EXERCISE OBJECTIVE: In the article on Jamaican football, which appointment is described as a step in the right direction?

READING TEXT:

Tag: JFF

  • Jamaican Football Is Still in Trouble — And Here’s Why

    Jamaican Football Is Still in Trouble — And Here’s Why

    Five years ago, we published an article with a simple title: Football Is Still in Trouble. At the time, the European Super League fiasco dominated the headlines, and we used that moment to reflect on the deeper structural issues plaguing football — not just in Europe, but right here in Jamaica. Half a decade later, we find ourselves asking the same question. And the answer hasn’t changed nearly enough.

    The JFF Question

    The Jamaica Football Federation has been at the centre of every conversation about what’s wrong with the sport on the island. And for good reason. The governance structure remains opaque, the accountability mechanisms are weak, and the gap between what the federation promises and what it delivers continues to widen.

    We’ve heard the talking points. More qualified coaches. Better pathways. Stronger partnerships. And to be fair, there has been some movement — the appointment of a Director of Football was a step in the right direction. But steps aren’t enough when the staircase is crumbling.

RECORD LIST:
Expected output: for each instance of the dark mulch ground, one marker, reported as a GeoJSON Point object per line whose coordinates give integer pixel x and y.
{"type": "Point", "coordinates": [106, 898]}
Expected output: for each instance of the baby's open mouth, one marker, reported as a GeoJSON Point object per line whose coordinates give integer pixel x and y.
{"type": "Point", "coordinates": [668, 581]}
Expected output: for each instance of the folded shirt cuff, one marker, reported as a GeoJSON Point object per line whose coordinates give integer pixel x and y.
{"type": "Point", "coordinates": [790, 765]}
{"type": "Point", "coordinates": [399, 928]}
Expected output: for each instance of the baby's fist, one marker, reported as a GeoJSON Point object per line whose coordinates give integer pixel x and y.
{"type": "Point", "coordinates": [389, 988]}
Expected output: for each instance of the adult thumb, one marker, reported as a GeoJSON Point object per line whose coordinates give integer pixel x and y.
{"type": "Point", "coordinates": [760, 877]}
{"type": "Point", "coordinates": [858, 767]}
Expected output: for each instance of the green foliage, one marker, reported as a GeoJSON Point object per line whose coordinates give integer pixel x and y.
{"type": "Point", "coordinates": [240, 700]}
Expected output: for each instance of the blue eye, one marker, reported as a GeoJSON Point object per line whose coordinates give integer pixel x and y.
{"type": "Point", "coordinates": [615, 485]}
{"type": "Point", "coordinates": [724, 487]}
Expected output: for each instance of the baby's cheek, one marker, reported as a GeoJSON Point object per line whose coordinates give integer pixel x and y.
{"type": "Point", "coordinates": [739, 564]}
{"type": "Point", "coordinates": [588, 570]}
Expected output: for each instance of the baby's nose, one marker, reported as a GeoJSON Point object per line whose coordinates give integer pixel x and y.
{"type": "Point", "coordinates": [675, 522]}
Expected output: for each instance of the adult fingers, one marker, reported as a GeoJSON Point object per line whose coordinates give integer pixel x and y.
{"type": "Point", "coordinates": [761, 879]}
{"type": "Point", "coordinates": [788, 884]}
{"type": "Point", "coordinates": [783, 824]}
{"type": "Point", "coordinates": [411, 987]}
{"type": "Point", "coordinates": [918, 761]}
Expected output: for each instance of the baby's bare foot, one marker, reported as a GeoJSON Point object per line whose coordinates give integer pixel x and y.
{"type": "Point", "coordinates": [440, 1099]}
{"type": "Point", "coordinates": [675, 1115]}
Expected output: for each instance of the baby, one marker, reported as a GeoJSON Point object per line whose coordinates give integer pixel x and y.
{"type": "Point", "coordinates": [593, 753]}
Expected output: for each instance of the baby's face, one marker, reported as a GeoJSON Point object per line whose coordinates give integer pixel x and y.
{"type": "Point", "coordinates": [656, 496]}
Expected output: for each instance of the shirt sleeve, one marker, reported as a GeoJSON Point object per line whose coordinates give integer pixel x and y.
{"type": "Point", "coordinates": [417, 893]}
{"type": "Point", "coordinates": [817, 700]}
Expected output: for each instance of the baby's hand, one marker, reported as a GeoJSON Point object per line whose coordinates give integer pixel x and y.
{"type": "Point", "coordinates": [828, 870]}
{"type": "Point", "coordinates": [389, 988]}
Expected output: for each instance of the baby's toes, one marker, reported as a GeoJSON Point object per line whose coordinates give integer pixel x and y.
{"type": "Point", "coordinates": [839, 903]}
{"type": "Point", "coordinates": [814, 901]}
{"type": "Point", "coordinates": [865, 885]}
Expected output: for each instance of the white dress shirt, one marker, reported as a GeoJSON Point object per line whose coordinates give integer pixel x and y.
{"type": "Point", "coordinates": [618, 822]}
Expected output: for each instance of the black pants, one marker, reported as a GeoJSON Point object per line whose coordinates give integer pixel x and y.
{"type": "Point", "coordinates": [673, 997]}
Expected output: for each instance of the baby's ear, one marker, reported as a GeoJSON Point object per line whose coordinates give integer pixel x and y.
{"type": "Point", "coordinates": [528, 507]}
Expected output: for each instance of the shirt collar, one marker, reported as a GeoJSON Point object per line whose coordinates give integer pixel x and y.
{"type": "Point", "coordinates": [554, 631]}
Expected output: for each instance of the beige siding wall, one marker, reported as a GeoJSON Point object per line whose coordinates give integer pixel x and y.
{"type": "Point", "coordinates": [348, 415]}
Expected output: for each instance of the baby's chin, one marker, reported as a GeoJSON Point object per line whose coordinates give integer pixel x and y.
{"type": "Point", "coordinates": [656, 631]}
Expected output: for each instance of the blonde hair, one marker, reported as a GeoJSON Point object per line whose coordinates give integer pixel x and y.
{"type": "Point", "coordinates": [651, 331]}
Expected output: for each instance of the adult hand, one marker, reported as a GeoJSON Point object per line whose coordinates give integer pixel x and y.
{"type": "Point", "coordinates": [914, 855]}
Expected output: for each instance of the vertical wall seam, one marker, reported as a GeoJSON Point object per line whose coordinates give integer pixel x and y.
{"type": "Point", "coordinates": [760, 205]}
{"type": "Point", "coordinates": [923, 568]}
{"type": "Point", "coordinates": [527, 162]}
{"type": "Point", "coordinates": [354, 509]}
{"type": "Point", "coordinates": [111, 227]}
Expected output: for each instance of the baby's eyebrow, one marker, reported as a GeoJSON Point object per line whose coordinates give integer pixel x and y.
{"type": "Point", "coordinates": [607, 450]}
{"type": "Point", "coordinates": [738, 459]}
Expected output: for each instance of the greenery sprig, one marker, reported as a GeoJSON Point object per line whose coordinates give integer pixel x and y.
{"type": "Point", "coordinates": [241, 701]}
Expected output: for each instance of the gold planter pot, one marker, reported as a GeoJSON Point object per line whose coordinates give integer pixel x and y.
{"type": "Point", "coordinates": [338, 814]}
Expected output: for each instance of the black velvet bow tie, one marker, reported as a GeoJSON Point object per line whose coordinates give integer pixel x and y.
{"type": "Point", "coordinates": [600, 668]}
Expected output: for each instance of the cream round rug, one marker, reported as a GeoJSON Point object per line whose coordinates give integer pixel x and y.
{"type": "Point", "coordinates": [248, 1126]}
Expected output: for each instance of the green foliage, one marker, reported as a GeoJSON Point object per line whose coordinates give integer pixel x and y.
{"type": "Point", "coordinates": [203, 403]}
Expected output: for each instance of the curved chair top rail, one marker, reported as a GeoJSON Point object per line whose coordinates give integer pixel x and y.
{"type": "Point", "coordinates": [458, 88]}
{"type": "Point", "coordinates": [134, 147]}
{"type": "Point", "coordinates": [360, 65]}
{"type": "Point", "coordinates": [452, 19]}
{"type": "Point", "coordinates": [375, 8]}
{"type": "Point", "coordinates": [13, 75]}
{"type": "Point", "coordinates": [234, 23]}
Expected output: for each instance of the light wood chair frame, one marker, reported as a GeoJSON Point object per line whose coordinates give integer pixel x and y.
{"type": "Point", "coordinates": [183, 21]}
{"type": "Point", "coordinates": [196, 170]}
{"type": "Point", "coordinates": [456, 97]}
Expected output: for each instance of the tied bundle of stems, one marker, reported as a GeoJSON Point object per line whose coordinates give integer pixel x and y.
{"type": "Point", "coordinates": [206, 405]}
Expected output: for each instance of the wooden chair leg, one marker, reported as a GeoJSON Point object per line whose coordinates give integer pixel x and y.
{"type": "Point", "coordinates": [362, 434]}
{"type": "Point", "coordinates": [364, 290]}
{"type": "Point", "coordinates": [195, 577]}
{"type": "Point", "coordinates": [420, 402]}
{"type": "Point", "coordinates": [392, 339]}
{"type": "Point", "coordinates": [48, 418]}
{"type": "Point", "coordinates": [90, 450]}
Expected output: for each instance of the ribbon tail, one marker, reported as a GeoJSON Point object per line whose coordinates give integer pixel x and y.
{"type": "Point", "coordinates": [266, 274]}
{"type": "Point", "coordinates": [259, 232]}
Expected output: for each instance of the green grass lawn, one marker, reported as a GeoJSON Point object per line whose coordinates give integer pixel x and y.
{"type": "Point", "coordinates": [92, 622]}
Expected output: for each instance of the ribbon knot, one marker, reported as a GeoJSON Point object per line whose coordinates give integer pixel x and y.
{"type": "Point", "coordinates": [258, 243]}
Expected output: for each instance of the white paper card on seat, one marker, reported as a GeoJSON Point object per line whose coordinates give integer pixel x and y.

WRITTEN SOLUTION: The appointment of a Director of Football.